__DOCUMENT PASSAGE__
>>>>

Tests of the eHealth interventions could be assessed in 10 of the 13 studies (). Three studies had findings favoring eHealth interventions influencing physical activity.23,25,26
In six studies, the findings were statistically indeterminate 15,19,20–22,24
and in one study there was a between group difference at post-test that favored the control group for moderate physical activity levels.18
Dietary Behavior Interventions
Sixteen publications had interventions targeting dietary behavior (representing 14 different studies), () with study sample sizes ranged from 72 to 1,578 (median n
=288). Twelve studies focused on adults and two on children in school settings.29,37
Seven of the adult studies recruited 70% to 100% women. Studies with adults were in worksite settings,30,36,39,40
and community settings.28,31,32
Three interventions were designed for treating populations with specific diseases (i.e. diabetes,34,38
and cardiovascular disease 43
Summary of Dietary behavior intervention studies
The eHealth components included: websites, 32,37,38,40,43
interactive multi-media (IMM),29,36
a CD-ROM program,31
interactive phone technology,33
and kiosks in grocery stores.28
One study featured a psycho-education multimedia game called “Squire's Quest!” designed for children.29
Thirteen studies targeted specific dietary behaviors, most commonly a combination of fat reduction and increasing fruit and vegetable consumption, while one study focused on general diabetes management.38
There was a sizable range in interventions' duration. In one study, the intervention was a single interaction with the intervention technology.31
Study participants had access to the intervention for 2 to 15 weeks in seven studies, while six studies had longer-term programs lasting from 6 to 12 months.
Only one of the studies did not mention a theoretical basis for the intervention with most based on SCT, TTM, the Precaution Adoption Process, or a combination of theories. Study completion rates were generally high and ranged from 45% to 95%. All but one study evaluated the intervention with a study design that included at least one comparison group. Thirteen studies measured dietary behavior outcomes usually assessed through validated self-report FFQs or dietary recalls. Five studies measured anthropometric or physiologic outcomes (e.g., BMI, serum cholesterol, HbA1c).

<<<<

__PARTS OF THE EXERCISE__
**1.** In the eHealth intervention review, what psycho-education multimedia game for children does one dietary behavior study feature?
**2.** Repeat the stretch of the eHealth intervention review from "Only one of" through "serum cholesterol, HbA1c).".
**3.** Continue the review of eHealth intervention studies from where it stops.
None of the rows are required for these tasks.

Image-based pointing data:
>>>>

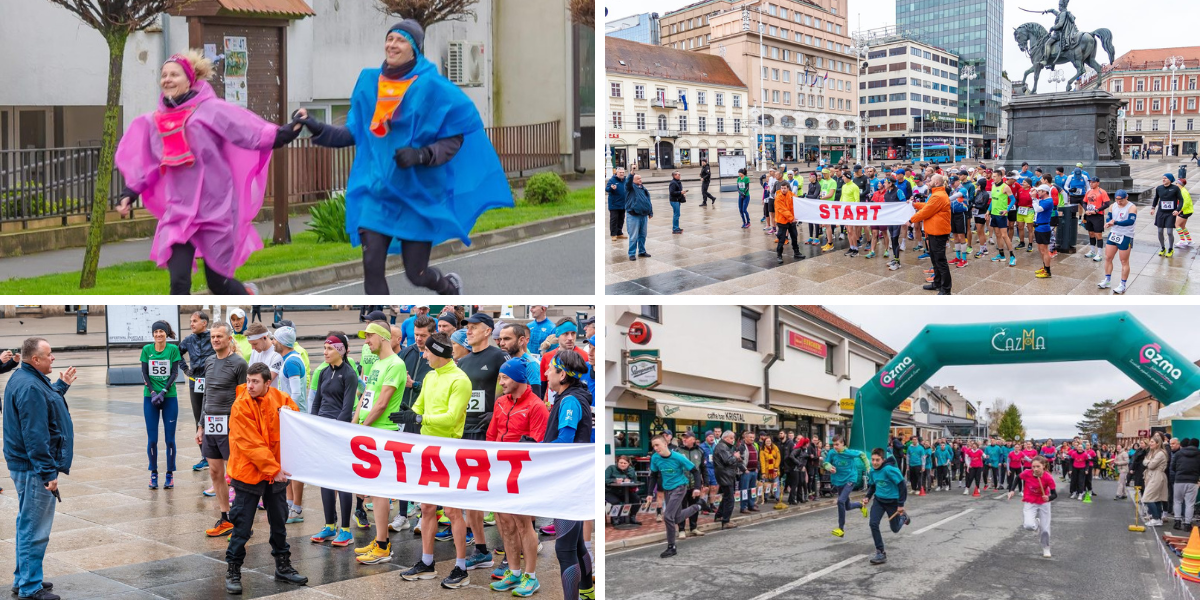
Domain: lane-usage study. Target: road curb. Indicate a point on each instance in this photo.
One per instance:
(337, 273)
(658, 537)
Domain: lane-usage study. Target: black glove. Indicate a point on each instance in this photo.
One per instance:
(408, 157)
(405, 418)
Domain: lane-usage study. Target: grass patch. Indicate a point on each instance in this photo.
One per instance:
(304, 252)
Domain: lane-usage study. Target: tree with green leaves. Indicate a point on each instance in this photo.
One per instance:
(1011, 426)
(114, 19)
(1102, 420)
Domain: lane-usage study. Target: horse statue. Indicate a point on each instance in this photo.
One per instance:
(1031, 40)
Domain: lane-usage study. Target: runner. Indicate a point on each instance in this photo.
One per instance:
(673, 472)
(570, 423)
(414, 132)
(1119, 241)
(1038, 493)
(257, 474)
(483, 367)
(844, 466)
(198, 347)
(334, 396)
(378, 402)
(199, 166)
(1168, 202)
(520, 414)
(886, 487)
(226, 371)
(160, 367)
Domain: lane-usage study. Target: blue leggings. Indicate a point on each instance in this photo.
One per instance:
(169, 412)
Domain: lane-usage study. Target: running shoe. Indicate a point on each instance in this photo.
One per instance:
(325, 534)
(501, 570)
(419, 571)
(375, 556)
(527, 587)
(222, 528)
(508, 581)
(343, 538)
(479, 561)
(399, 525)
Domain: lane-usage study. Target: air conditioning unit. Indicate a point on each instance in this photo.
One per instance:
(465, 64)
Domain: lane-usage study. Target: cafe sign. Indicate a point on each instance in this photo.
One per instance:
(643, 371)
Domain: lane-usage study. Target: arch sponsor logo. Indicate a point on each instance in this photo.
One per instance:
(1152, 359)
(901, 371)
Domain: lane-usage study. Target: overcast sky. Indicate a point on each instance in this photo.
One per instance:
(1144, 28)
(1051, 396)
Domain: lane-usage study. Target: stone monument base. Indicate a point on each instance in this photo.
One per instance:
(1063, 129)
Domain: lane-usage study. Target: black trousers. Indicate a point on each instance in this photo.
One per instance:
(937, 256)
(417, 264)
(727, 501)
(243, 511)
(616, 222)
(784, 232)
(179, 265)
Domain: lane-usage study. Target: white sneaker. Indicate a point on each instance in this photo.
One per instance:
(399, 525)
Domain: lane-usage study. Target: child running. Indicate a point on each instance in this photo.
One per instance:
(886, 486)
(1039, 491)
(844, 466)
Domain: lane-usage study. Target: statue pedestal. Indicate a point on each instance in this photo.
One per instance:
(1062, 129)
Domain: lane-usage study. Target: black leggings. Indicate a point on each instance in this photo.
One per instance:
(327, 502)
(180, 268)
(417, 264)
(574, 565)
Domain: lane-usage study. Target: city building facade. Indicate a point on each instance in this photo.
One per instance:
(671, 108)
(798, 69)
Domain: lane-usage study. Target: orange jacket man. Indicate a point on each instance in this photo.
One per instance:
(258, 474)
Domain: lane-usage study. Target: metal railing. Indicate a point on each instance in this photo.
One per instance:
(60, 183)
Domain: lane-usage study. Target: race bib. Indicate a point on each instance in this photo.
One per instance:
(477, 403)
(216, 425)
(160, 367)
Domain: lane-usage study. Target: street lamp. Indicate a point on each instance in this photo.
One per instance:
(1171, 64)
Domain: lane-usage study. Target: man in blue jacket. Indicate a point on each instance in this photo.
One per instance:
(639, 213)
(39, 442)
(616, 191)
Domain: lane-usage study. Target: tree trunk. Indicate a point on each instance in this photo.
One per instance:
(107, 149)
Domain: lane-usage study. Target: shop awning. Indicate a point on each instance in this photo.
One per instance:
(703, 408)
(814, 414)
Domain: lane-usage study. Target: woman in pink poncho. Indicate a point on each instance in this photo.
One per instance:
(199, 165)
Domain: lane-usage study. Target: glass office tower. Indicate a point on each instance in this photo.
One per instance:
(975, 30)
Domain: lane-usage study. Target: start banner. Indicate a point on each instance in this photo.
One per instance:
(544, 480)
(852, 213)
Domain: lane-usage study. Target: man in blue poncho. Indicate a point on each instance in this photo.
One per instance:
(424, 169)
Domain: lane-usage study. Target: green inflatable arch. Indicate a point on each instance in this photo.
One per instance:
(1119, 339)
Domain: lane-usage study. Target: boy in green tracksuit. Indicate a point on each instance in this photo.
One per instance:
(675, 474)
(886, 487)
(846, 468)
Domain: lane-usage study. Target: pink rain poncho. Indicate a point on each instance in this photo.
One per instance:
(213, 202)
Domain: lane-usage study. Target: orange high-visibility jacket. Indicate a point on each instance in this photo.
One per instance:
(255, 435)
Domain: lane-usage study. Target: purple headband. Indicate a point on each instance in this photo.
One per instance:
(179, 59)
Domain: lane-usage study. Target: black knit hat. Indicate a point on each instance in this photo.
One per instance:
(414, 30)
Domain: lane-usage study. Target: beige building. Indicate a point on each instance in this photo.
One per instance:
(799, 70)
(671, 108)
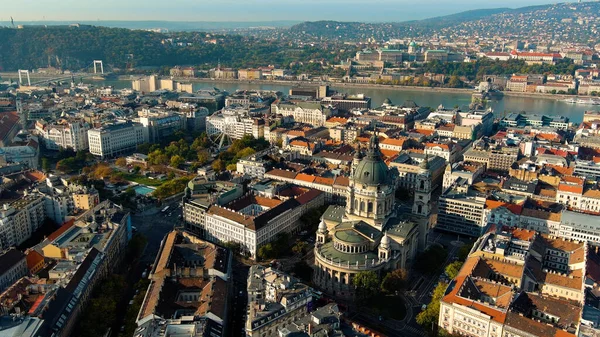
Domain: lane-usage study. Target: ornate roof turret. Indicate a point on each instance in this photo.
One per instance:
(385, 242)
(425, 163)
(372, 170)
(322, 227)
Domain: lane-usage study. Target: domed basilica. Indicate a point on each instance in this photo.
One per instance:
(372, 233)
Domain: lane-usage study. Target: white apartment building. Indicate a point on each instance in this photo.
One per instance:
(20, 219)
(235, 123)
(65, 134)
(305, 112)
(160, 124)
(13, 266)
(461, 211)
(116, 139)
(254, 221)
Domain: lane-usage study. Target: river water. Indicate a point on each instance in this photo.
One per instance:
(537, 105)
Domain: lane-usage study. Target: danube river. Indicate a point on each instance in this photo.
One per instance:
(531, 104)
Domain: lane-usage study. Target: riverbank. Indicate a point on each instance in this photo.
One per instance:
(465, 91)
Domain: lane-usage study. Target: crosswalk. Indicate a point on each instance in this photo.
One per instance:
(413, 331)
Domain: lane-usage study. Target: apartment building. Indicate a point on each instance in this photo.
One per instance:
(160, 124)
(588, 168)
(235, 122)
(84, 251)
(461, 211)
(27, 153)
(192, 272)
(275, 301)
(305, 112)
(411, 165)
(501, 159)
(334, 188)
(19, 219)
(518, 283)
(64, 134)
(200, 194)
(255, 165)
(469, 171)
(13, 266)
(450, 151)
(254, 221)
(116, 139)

<<<<
>>>>

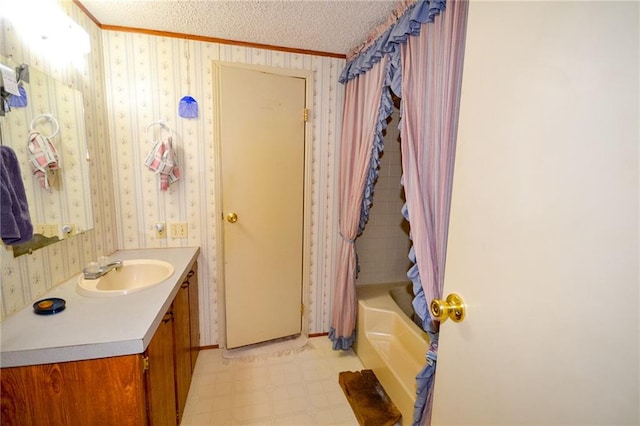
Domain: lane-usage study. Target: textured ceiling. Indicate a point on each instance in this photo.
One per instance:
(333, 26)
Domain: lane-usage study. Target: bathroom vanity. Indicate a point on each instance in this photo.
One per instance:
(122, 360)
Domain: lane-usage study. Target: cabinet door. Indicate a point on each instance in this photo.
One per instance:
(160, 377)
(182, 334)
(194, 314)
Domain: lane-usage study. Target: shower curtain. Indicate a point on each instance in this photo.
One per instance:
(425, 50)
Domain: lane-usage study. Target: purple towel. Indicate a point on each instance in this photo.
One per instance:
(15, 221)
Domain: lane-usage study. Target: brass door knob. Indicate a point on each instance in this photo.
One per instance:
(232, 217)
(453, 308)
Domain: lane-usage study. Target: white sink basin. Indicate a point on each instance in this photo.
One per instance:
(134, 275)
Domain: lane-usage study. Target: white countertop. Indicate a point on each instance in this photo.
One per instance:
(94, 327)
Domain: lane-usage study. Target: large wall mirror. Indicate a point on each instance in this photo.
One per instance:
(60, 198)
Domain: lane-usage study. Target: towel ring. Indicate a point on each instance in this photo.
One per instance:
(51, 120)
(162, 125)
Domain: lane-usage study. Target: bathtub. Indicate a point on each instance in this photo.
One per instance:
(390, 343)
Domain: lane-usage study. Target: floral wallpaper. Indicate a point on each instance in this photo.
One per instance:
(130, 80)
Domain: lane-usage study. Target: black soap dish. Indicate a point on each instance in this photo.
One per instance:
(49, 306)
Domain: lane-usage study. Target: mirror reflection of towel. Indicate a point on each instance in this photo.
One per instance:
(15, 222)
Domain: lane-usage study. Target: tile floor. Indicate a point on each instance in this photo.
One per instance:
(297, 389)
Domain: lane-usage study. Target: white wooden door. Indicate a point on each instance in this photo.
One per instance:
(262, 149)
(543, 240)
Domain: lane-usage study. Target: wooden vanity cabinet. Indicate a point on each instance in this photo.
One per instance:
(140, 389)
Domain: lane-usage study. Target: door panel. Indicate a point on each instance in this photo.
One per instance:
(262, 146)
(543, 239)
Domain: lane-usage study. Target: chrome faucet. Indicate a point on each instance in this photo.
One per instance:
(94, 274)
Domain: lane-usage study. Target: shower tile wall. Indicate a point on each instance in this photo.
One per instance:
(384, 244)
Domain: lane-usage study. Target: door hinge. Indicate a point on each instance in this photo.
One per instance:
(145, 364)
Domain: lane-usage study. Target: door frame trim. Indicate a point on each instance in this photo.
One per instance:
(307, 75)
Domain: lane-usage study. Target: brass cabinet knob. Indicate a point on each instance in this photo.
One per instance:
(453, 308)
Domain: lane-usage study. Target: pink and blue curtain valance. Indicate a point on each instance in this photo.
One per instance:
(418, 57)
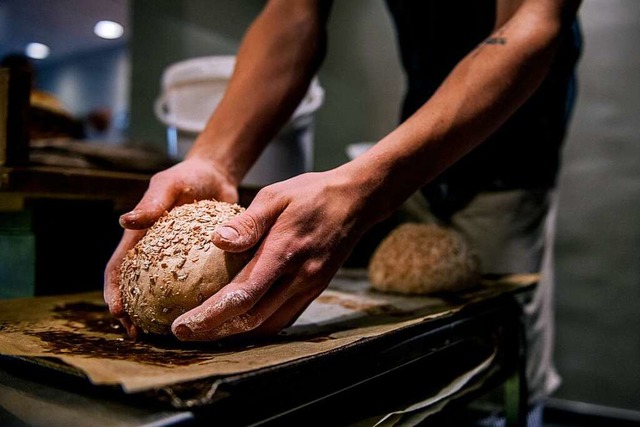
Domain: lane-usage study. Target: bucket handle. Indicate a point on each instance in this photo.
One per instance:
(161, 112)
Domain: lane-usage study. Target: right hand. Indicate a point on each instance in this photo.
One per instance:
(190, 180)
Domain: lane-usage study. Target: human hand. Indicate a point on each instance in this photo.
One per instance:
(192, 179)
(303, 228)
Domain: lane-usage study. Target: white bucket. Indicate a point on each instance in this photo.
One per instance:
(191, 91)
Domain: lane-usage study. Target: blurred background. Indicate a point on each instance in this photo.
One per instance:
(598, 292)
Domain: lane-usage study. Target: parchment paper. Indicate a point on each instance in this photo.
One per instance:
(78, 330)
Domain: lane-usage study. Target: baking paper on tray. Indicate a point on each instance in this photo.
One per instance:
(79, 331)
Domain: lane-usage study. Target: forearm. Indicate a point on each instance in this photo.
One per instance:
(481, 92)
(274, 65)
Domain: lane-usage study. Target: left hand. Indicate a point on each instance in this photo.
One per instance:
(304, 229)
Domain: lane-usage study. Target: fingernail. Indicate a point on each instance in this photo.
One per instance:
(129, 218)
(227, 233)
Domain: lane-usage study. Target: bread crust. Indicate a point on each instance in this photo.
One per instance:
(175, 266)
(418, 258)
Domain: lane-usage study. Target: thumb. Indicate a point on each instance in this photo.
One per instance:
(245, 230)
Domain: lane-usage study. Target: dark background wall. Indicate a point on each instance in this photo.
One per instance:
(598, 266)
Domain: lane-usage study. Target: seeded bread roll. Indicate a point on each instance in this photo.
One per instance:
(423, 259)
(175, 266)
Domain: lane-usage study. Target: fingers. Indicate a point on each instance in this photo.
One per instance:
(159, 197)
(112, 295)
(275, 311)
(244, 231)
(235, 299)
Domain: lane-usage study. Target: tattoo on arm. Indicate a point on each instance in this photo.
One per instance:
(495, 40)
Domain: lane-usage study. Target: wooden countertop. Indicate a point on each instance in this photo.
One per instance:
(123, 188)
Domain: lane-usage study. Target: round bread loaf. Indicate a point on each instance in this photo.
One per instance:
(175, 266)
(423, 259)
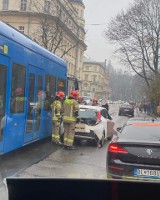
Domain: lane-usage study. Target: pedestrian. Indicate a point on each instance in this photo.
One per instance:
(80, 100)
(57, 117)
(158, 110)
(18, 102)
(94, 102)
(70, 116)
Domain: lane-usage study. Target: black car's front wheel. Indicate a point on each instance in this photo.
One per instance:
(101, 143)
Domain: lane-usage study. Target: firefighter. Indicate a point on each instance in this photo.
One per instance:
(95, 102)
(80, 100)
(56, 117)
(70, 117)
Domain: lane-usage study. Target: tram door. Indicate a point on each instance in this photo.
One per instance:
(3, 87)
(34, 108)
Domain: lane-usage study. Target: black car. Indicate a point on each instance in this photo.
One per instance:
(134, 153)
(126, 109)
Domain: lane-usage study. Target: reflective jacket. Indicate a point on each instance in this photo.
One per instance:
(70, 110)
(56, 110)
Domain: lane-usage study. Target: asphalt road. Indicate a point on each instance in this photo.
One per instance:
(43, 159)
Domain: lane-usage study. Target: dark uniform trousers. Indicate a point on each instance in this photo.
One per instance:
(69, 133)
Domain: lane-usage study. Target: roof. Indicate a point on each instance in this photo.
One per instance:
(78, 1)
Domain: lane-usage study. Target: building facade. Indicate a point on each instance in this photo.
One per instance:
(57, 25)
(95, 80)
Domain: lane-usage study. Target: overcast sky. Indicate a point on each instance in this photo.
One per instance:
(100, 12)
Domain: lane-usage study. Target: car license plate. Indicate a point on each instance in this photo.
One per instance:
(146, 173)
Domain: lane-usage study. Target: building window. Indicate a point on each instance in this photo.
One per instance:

<<<<
>>>>

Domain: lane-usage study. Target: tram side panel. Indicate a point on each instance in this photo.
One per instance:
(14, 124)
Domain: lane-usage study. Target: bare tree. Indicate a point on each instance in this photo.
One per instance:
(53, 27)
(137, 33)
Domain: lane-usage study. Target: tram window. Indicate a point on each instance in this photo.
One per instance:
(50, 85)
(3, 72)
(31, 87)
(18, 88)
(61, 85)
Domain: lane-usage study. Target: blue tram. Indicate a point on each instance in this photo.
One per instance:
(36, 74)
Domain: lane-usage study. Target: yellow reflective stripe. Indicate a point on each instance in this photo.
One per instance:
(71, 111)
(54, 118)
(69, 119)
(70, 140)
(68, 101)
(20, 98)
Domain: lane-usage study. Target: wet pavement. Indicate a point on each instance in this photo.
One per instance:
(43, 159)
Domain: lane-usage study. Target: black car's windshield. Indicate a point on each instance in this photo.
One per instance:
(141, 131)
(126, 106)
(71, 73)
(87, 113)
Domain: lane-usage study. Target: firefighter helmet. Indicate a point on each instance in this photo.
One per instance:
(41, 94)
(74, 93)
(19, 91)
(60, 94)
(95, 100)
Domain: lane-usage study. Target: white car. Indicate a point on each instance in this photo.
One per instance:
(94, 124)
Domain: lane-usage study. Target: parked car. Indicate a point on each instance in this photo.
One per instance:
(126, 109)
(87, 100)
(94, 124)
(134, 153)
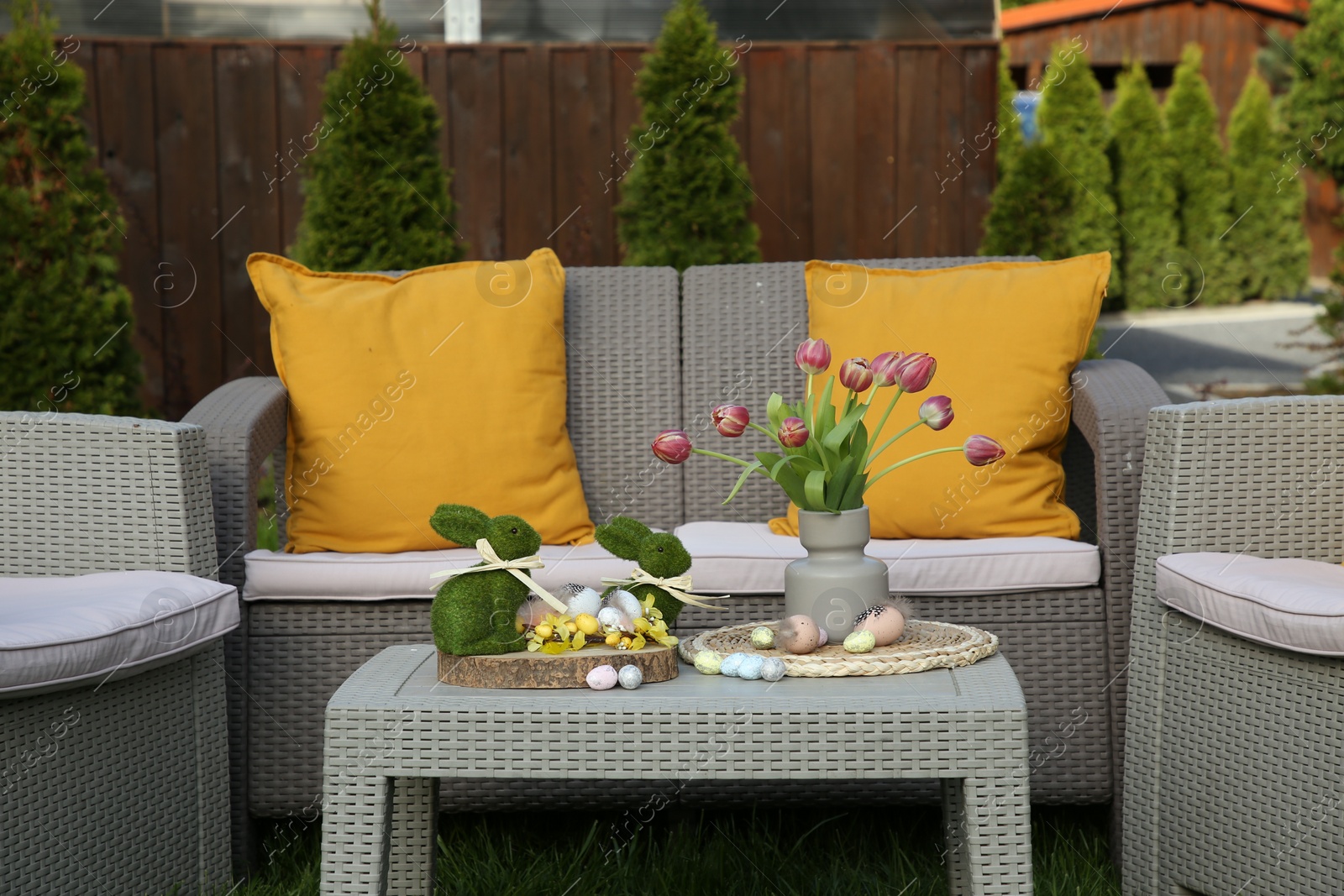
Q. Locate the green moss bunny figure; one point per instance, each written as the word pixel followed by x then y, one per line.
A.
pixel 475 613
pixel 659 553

<<<<

__RESULTS OF THE TASKS__
**1.** "Squire's Quest!"

**2.**
Only one of the studies did not mention a theoretical basis for the intervention with most based on SCT, TTM, the Precaution Adoption Process, or a combination of theories. Study completion rates were generally high and ranged from 45% to 95%. All but one study evaluated the intervention with a study design that included at least one comparison group. Thirteen studies measured dietary behavior outcomes usually assessed through validated self-report FFQs or dietary recalls. Five studies measured anthropometric or physiologic outcomes (e.g., BMI, serum cholesterol, HbA1c).

**3.**
Tests of the eHealth interventions could be assessed in 13 of the 14 studies (). Seven studies indicated some evidence in favor of eHealth interventions influencing dietary behavior changes, 28,29,31,33,36,40,42
five studies provided indeterminate evidence, 35,37–39,43
, and one study had findings that favored weekly in-person meetings compared to an internet-based intervention.32
Combined Interventions for Physical Activity, Dietary Behaviors, and Weight Loss
Twenty publications had interventions that targeted both physical activity and dietary behaviors () and study sample sizes ranged from 35 to 2,121 (median n
=111). Twelve studies focused on adults with 49% to 100% female participants; while one study included only men in the U.S. Air Force.60
Seven of the adult studies specifically recruited overweight participants and focused on weight loss and/or weight maintenance. Seven studies focused on children. Two studies recruited African American girls and enrolled child-parent dyads.45,61
Summary of combined activity and diet intervention studies
The adult studies were based in the community,44,49–51,58,59,61,62
and the military.60
Three of the studies with children were conducted through schools; one through a day camp, one in primary care, and anther in a community setting. In addition to general health improvement and weight loss or weight maintenance, one study focused on diabetes prevention58
and one study on enhancing fitness.60
The eHealth components included: websites,45,47–52,57,58,60–62
computers or kiosks,46,53,55,59,63
All studies included some aspect of physical activity and dietary behavior change. Intervention programs ranged from 1 session to 1 year in length with 13/20 (65%) of the programs lasting 4 months to 1 year.
Ten studies were theory-based with nine referencing the TTM, often in combination with SCT or TPB. One study tested the commercially available ediets.com program.62
All studies assigned participants to one of at least 2 study arms. However, in two studies all participants received the eHealth component of the intervention but were randomized to different follow-up conditions.46,53
Most studies (15/20; 75%) had post-test assessments occurring immediately following the intervention without any subsequent follow-up assessment. Extended follow-up assessments ranged from 6 weeks 52
to 6 months 50,51,59
post-intervention in five of the studies. Study completion rates ranged from 66% to 98%. Physical activity and dietary behavior change was generally assessed with self-report instruments. Only two studies reported measuring physical activity with accelerometers and diet with 24-hour recalls.45,55
Two studies did not measure behavior change60,62
but were among the 10 studies that measured body weight as a study outcome.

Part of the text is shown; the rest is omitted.